Annotated photo localization data
"""
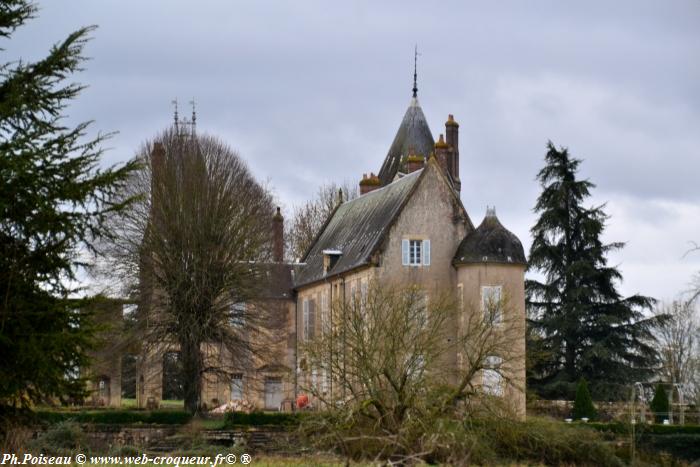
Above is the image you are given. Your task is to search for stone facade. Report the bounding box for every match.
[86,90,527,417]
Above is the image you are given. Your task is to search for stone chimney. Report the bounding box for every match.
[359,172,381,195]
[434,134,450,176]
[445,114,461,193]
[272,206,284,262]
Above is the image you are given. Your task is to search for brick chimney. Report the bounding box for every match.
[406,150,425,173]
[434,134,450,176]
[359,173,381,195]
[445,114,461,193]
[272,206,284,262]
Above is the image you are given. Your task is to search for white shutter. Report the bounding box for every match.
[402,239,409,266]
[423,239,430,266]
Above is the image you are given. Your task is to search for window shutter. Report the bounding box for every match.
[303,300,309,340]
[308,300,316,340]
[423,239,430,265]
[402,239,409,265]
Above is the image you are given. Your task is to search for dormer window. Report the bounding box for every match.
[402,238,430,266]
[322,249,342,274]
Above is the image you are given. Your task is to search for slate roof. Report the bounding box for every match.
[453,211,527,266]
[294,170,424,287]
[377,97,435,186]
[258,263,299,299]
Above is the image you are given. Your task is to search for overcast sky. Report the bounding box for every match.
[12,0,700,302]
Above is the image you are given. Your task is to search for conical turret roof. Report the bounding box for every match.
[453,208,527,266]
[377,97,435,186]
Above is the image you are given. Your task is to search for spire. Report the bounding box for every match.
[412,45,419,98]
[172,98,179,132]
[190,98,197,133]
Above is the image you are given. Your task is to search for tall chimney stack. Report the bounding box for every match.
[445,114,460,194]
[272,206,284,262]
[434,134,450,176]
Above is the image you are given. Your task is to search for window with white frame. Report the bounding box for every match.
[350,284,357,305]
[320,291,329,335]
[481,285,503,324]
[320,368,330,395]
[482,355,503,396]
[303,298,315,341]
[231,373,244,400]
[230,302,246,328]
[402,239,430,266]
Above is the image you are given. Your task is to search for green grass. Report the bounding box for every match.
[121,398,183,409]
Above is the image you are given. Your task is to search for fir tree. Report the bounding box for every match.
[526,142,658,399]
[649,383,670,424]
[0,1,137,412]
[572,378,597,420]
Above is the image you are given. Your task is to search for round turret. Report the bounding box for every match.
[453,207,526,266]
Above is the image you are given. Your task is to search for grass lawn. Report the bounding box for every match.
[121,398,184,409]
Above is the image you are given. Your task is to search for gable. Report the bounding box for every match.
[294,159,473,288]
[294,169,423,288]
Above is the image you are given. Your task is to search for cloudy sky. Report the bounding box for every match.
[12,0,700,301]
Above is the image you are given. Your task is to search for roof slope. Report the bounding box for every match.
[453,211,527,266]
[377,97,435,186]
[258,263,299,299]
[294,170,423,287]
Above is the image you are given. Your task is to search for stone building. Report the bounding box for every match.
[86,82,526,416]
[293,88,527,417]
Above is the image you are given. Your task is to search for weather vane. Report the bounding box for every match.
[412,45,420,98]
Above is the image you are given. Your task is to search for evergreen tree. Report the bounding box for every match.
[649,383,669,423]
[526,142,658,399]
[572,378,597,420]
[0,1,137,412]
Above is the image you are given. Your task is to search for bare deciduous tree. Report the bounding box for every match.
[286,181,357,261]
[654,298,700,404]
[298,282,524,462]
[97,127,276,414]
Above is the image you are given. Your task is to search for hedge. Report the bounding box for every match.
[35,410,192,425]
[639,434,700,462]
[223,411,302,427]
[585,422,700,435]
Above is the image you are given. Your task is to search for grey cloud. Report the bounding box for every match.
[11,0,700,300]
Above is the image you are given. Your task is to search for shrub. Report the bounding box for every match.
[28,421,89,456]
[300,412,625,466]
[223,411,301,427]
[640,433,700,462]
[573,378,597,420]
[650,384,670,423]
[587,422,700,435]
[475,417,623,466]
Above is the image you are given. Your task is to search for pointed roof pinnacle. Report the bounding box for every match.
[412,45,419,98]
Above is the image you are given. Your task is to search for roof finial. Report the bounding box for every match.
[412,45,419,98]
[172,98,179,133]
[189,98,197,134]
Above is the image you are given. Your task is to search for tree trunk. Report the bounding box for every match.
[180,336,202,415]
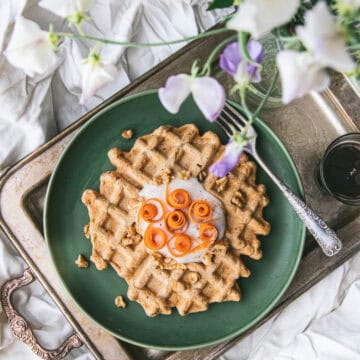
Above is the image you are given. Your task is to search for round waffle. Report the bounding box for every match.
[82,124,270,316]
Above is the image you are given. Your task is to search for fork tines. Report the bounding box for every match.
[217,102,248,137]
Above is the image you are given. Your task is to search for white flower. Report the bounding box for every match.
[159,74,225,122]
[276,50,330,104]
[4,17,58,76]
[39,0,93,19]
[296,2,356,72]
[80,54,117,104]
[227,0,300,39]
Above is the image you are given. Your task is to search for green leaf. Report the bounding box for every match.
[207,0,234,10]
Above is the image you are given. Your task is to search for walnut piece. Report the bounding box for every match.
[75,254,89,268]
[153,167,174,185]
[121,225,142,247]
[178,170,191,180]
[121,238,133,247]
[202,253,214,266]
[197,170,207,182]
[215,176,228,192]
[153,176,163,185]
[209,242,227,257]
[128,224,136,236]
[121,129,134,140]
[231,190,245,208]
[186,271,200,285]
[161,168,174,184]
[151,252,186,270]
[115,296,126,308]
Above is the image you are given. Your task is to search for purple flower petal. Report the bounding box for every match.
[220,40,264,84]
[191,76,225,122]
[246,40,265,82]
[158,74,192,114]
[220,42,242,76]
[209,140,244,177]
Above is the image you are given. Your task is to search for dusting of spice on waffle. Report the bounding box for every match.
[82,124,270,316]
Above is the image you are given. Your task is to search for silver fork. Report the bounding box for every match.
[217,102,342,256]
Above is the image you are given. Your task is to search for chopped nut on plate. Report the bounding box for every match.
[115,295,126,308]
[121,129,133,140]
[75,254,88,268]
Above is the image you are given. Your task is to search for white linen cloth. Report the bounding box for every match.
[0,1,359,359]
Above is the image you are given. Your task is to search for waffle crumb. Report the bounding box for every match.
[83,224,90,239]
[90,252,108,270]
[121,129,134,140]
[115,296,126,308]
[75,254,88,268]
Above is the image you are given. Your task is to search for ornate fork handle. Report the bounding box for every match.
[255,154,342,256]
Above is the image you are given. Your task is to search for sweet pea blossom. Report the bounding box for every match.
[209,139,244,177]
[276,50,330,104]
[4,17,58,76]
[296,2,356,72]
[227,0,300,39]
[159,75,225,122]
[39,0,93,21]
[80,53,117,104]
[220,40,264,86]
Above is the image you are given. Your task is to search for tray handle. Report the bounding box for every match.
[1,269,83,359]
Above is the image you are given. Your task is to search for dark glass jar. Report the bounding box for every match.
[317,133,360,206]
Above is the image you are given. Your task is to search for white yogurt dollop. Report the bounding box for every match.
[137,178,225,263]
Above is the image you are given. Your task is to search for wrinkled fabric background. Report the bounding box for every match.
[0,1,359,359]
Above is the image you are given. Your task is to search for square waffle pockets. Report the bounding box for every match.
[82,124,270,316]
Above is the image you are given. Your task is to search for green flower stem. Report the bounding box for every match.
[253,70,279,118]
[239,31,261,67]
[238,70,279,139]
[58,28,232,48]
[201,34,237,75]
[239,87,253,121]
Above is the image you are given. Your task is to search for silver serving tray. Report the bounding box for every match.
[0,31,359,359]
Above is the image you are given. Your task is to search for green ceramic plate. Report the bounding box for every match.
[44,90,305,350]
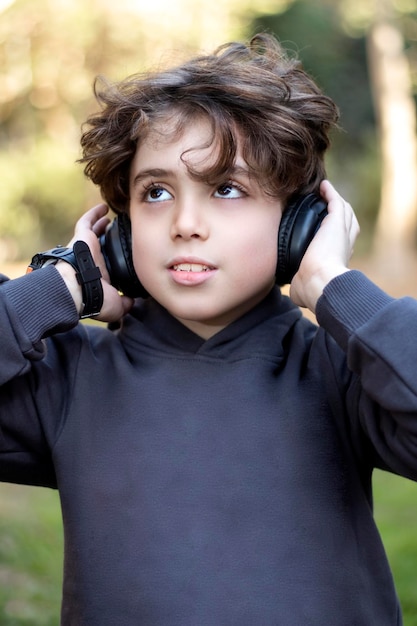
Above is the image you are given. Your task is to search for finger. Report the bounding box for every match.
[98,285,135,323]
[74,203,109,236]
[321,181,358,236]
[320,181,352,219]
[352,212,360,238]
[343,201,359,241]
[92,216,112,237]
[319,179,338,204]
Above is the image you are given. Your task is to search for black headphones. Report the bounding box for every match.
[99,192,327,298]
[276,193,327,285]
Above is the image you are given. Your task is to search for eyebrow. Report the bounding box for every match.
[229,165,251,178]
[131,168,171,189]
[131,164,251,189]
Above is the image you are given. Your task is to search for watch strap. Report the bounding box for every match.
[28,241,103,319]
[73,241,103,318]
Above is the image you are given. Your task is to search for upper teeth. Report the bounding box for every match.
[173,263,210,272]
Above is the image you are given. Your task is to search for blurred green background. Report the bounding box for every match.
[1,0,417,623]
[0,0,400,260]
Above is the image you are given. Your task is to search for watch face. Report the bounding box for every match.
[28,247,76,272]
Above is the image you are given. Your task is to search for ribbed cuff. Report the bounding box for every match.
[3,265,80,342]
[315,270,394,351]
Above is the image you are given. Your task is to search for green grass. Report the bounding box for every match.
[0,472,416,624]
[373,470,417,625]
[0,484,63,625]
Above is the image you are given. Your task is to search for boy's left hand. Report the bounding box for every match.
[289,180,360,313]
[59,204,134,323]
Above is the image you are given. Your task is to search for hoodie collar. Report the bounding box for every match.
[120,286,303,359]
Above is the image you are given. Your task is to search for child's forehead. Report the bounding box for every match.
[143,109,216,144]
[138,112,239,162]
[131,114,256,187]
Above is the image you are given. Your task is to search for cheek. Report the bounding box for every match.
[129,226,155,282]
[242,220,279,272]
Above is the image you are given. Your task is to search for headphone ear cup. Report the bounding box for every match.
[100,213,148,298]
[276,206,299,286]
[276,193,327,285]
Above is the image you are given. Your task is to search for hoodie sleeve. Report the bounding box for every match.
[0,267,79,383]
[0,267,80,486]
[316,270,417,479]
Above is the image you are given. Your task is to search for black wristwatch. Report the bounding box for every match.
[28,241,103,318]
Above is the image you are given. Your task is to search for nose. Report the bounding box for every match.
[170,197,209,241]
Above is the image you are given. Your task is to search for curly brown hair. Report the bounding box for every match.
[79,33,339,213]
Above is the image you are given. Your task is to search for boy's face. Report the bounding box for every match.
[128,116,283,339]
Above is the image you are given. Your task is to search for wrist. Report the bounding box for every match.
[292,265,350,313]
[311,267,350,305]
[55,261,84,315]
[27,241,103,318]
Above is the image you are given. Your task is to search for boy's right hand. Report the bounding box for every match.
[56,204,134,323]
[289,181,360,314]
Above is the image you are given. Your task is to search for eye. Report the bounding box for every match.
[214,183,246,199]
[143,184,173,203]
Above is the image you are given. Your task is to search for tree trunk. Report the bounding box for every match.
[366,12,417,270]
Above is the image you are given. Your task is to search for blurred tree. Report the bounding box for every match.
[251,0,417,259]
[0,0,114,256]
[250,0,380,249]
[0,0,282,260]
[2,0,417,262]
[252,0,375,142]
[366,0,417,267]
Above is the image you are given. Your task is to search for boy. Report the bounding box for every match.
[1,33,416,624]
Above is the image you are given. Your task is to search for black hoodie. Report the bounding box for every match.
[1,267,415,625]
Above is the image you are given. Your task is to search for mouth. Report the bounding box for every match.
"""
Assignment
Starting at the line in the records above that contains "boy. Report the bounding box for every match.", output every line up to and including the last one, with nothing added.

Exercise output
Above is the image you are given. Your task is to search for boy. Report the bounding box for every match.
[1,33,416,624]
Above is the image you are given. Your task is to search for black hoodie. Report the bounding box for every match.
[1,267,415,625]
Above is the image you are given. Your task is to search for mouth. Report the bounding box for every match.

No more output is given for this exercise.